● **The input**:
☆ ☆ ☆ ☆

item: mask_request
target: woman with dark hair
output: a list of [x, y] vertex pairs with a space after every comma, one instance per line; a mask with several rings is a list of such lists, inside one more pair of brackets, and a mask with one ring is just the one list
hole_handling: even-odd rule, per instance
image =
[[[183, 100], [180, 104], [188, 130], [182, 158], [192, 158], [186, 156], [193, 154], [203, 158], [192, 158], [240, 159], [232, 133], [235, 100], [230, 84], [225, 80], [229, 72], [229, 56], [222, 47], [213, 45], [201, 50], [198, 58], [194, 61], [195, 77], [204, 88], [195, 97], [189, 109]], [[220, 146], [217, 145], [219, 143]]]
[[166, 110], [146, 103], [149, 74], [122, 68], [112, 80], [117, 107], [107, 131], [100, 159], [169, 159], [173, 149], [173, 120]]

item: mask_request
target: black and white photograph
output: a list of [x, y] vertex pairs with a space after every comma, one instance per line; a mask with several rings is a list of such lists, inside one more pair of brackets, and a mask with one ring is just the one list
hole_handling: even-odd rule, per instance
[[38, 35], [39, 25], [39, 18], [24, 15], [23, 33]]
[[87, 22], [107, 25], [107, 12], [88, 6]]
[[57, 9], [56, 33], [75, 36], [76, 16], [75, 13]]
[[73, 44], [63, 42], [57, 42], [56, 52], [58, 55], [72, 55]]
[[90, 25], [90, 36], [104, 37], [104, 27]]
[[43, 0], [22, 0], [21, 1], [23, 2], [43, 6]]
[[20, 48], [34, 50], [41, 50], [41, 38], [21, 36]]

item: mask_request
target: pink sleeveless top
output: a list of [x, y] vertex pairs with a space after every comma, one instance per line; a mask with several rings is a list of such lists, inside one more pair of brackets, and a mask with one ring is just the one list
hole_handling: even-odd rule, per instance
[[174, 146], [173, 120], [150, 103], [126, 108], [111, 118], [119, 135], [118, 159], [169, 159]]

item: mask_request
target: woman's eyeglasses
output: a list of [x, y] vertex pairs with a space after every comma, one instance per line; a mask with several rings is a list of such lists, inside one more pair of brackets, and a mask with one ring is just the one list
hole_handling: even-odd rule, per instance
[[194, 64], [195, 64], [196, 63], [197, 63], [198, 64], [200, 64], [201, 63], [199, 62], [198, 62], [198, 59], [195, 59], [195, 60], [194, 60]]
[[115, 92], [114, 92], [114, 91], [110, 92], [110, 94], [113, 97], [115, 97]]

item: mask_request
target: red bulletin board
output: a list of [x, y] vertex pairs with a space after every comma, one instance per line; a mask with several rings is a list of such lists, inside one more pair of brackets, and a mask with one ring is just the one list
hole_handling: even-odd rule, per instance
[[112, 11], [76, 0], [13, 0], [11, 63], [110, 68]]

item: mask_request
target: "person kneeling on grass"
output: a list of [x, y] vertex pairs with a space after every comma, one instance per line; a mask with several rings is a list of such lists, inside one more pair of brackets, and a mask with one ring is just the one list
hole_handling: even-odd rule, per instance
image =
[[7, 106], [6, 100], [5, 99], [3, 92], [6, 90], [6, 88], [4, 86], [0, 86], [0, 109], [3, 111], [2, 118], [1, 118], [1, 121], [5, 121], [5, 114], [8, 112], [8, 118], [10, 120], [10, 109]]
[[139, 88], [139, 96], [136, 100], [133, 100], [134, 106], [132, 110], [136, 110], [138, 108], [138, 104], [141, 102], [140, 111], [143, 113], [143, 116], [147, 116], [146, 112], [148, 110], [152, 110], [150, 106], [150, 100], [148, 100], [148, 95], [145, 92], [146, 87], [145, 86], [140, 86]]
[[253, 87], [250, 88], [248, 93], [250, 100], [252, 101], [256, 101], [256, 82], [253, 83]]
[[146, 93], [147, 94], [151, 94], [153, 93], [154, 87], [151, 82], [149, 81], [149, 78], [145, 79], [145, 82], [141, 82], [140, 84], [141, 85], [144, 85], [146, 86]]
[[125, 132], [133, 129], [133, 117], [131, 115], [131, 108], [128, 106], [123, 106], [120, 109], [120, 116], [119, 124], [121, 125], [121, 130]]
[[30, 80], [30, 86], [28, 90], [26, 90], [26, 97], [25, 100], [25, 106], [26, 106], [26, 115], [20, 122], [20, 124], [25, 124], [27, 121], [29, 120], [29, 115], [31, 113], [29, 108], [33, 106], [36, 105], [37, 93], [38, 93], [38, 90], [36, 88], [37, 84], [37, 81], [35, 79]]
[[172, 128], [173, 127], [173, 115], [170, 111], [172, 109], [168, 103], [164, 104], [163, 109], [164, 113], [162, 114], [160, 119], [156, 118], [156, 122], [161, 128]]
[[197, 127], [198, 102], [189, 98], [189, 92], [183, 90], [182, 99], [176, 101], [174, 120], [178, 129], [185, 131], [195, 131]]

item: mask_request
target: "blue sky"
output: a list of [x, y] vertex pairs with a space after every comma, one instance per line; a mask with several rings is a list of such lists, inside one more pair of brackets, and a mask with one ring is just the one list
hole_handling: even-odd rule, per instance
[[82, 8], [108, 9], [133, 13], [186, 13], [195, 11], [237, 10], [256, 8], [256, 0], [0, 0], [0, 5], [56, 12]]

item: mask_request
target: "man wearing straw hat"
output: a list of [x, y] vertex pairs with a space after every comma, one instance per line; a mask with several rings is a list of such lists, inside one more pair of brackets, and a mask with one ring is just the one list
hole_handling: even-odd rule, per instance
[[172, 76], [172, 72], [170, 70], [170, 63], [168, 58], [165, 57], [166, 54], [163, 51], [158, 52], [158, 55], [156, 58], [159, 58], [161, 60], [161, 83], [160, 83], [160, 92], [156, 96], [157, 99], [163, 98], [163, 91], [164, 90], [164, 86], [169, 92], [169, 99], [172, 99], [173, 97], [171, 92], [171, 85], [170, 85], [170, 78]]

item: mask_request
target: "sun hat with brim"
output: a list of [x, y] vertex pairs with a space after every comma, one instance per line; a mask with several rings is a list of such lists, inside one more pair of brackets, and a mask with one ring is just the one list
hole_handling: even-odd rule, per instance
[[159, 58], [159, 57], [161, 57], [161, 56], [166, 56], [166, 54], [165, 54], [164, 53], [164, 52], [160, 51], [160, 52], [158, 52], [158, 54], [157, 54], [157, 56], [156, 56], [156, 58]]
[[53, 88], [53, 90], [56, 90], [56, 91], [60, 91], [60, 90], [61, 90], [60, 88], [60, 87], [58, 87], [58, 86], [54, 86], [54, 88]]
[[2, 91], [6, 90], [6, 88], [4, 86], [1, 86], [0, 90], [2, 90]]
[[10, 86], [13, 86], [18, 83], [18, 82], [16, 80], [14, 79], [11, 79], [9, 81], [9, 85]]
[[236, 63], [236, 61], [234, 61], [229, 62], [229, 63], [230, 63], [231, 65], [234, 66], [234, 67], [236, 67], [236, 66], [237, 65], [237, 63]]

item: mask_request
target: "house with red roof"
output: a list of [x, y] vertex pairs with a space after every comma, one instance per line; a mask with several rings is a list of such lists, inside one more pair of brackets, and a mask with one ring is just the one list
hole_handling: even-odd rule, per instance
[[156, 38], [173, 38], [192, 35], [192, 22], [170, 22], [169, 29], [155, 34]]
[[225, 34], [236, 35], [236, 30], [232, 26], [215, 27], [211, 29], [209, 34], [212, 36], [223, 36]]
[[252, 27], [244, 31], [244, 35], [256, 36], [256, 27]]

☆ ☆ ☆ ☆

● **Short problem**:
Reproduce the complete data exactly as presented above.

● **Answer in full**:
item: mask_request
target: woman with dark hair
output: a list of [x, y] vertex pairs with a space after every comma, one instance per line; a mask with several rings is a list of such lists, inside one more pair of brackets, and a mask with one ring is just the one list
hole_handling: even-odd rule, per instance
image =
[[[183, 100], [180, 104], [188, 130], [182, 158], [192, 158], [186, 156], [193, 154], [203, 158], [192, 158], [240, 159], [232, 133], [235, 100], [230, 84], [225, 80], [229, 72], [229, 56], [222, 47], [213, 45], [201, 50], [198, 58], [194, 61], [195, 77], [204, 88], [195, 97], [189, 109]], [[220, 146], [217, 145], [219, 143]]]
[[166, 110], [146, 103], [149, 74], [122, 68], [112, 80], [117, 107], [107, 131], [100, 159], [169, 159], [173, 149], [173, 120]]

item: mask_request
target: black and white photograph
output: a list of [x, y] vertex pairs with a space after every comma, one instance per line; a mask with several rings is a list of such lists, inside one more pair of brackets, and a mask with one ring is just the one list
hole_handling: even-odd rule, per instance
[[38, 35], [39, 25], [39, 18], [24, 15], [23, 33]]
[[87, 22], [107, 25], [107, 12], [88, 6]]
[[57, 9], [56, 33], [75, 36], [76, 16], [75, 13]]
[[73, 44], [63, 42], [57, 42], [56, 52], [58, 55], [72, 55]]
[[90, 25], [90, 36], [104, 37], [104, 27]]
[[43, 0], [22, 0], [21, 1], [23, 2], [43, 6]]
[[20, 48], [34, 50], [41, 50], [41, 38], [21, 36]]

item: mask_request
target: pink sleeveless top
output: a list of [x, y] vertex pairs with a space after every comma, one instance per line; a mask with several rings is a list of such lists, inside one more pair of brackets, and a mask with one ring is just the one list
hole_handling: even-odd rule, per instance
[[174, 146], [173, 120], [150, 103], [126, 108], [111, 118], [119, 135], [118, 159], [169, 159]]

item: mask_request
target: woman's eyeglasses
output: a list of [x, y] vertex pairs with a space after every comma, one instance per line; a mask with several rings is a list of such lists, inside one more pair of brackets, and a mask with one ring is just the one list
hole_handling: even-odd rule, per instance
[[194, 64], [195, 64], [196, 63], [197, 63], [198, 64], [200, 64], [201, 63], [199, 62], [198, 62], [198, 59], [195, 59], [195, 60], [194, 60]]
[[115, 92], [114, 92], [114, 91], [110, 92], [110, 94], [113, 97], [115, 97]]

item: mask_request
target: red bulletin board
output: a list of [x, y] vertex pairs with a space after every comma, one instance per line; a mask with several rings is a list of such lists, inside one more pair of brackets, and a mask with one ring is just the one list
hole_handling: even-odd rule, per instance
[[112, 11], [76, 0], [13, 0], [11, 63], [110, 68]]

item: mask_request
target: "person kneeling on grass"
output: a list of [x, y] vertex pairs with a space after every comma, one instance per line; a mask with several rings is a list of such lists, inside one more pair of brackets, and a mask with one ring is just the one list
hole_handling: even-odd rule, per instance
image =
[[7, 106], [6, 100], [5, 99], [3, 92], [6, 90], [6, 88], [4, 86], [0, 86], [0, 109], [3, 111], [2, 118], [1, 118], [1, 121], [5, 121], [5, 114], [8, 112], [8, 118], [10, 120], [10, 109]]
[[139, 88], [139, 96], [136, 100], [133, 100], [134, 106], [132, 110], [136, 110], [138, 108], [138, 104], [141, 102], [140, 111], [143, 113], [143, 116], [147, 116], [146, 112], [148, 110], [152, 110], [150, 106], [150, 100], [148, 100], [148, 95], [145, 92], [146, 87], [145, 86], [140, 86]]
[[253, 87], [250, 88], [248, 93], [250, 100], [252, 101], [256, 101], [256, 82], [253, 83]]
[[146, 93], [147, 94], [151, 94], [153, 93], [154, 87], [151, 82], [149, 81], [149, 78], [145, 79], [145, 82], [141, 82], [140, 84], [141, 85], [144, 85], [146, 86]]
[[125, 132], [133, 129], [133, 117], [131, 115], [131, 108], [128, 106], [123, 106], [120, 109], [120, 116], [119, 124], [121, 125], [121, 130]]
[[30, 80], [30, 86], [28, 90], [26, 90], [26, 97], [25, 100], [25, 106], [26, 106], [26, 115], [20, 122], [20, 124], [25, 124], [27, 121], [29, 120], [29, 115], [31, 113], [29, 108], [33, 106], [36, 105], [37, 93], [38, 93], [38, 90], [36, 88], [37, 84], [37, 81], [35, 79]]
[[172, 128], [173, 127], [173, 115], [170, 111], [172, 109], [168, 103], [164, 104], [163, 109], [164, 113], [162, 114], [160, 119], [156, 118], [156, 122], [161, 128]]
[[197, 127], [198, 102], [189, 98], [189, 92], [183, 90], [182, 99], [176, 101], [174, 120], [178, 129], [185, 131], [195, 131]]

item: mask_request
target: "blue sky"
output: a list of [x, y] vertex pairs with a space after every comma, one instance per line; a mask with several rings is a list of such lists, inside one more pair of brackets, and a mask with one ring is just the one list
hole_handling: even-odd rule, per instance
[[82, 8], [108, 9], [133, 13], [186, 13], [195, 11], [237, 10], [256, 8], [256, 0], [0, 0], [0, 5], [56, 12]]

item: mask_request
target: "man wearing straw hat"
output: a list of [x, y] vertex pairs with a space after every comma, one instance per line; a mask with several rings is a list of such lists, inside one more pair of brackets, and a mask with one ring is just the one list
hole_handling: even-odd rule, per instance
[[172, 76], [172, 72], [170, 70], [170, 63], [168, 58], [165, 57], [166, 54], [163, 51], [158, 52], [158, 55], [156, 58], [159, 58], [161, 60], [161, 83], [160, 83], [160, 92], [156, 96], [157, 99], [163, 98], [163, 91], [164, 90], [164, 86], [169, 92], [169, 99], [172, 99], [173, 97], [171, 92], [171, 85], [170, 85], [170, 78]]

item: mask_request
target: "sun hat with brim"
output: a list of [x, y] vertex pairs with a space after every comma, one instance per line; a mask with several rings is a list of such lists, inside one more pair of brackets, and a mask with one ring is just the one list
hole_handling: even-odd rule, per instance
[[159, 58], [159, 57], [161, 57], [161, 56], [166, 56], [166, 54], [165, 54], [164, 53], [164, 52], [160, 51], [160, 52], [158, 52], [158, 54], [157, 54], [157, 56], [156, 56], [156, 58]]
[[53, 88], [53, 90], [56, 90], [56, 91], [60, 91], [60, 90], [61, 90], [60, 88], [60, 87], [58, 87], [58, 86], [54, 86], [54, 88]]
[[2, 91], [6, 90], [6, 88], [4, 86], [1, 86], [0, 90], [2, 90]]
[[10, 86], [13, 86], [18, 83], [18, 82], [16, 80], [14, 79], [11, 79], [9, 81], [9, 85]]
[[236, 63], [236, 61], [234, 61], [229, 62], [229, 63], [230, 63], [231, 65], [234, 66], [234, 67], [236, 67], [236, 66], [237, 65], [237, 63]]

item: mask_request
target: "house with red roof"
output: a list of [x, y] vertex pairs with a space after every comma, one instance per line; a mask with several rings is a list of such lists, inside one more pair of brackets, and a mask with one ring is just the one list
hole_handling: even-odd rule, per instance
[[156, 38], [173, 38], [192, 35], [192, 22], [170, 22], [169, 29], [155, 34]]
[[225, 34], [236, 35], [236, 30], [232, 26], [215, 27], [211, 29], [209, 34], [212, 36], [223, 36]]
[[252, 27], [244, 31], [244, 35], [256, 36], [256, 27]]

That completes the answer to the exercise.